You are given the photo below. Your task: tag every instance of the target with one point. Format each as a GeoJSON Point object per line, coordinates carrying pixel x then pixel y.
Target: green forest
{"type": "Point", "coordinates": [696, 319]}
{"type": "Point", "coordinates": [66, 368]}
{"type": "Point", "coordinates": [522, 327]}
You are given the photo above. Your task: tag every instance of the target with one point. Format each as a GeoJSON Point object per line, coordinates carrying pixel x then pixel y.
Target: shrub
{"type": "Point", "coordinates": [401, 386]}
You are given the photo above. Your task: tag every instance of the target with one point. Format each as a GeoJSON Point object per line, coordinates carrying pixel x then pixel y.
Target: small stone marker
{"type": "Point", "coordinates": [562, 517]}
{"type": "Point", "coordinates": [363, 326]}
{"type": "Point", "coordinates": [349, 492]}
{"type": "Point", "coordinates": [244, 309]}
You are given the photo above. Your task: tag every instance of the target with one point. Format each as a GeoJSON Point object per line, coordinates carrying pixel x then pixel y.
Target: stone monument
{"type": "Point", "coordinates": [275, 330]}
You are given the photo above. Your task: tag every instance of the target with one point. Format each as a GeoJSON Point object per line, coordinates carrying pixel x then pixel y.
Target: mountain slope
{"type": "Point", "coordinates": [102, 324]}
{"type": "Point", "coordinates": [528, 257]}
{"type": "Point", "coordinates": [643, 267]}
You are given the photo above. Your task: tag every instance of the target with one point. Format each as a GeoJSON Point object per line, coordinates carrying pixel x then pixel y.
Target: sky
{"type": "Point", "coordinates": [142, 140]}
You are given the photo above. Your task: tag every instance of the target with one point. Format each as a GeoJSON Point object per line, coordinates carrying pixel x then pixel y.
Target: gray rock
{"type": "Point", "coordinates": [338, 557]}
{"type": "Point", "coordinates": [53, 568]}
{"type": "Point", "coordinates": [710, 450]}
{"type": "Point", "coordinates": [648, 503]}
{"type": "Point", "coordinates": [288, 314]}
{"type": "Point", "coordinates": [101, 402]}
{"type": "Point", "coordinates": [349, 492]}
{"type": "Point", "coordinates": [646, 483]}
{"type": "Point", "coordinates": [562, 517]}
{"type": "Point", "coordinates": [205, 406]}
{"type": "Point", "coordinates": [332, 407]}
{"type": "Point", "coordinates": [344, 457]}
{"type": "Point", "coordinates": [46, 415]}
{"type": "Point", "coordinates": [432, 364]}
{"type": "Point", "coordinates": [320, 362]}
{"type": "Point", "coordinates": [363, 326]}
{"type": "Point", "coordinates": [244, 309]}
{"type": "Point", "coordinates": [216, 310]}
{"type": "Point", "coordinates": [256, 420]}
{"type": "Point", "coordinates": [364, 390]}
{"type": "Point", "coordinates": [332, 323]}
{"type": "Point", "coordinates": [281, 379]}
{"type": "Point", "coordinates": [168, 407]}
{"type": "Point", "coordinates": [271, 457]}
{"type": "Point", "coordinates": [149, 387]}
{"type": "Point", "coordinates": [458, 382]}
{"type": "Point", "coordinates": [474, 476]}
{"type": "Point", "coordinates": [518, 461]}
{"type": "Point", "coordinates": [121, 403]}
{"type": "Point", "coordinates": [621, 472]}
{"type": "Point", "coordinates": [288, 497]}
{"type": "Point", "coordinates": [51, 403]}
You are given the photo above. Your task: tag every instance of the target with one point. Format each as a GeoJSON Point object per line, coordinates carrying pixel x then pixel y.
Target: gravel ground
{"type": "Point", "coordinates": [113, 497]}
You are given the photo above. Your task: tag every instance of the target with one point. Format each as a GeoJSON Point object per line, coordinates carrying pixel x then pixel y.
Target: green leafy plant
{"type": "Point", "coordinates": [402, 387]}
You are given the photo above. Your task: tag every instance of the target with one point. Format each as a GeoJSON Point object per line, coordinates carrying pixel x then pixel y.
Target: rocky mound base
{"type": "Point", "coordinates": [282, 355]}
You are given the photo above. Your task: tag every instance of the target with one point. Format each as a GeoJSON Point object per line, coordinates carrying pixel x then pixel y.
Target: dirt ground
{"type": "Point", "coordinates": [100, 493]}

= Written request =
Locate each line of the listing above that contains the string "stone", and copy those lines out. Case counts.

= Solved exercise =
Target: small stone marker
Target: stone monument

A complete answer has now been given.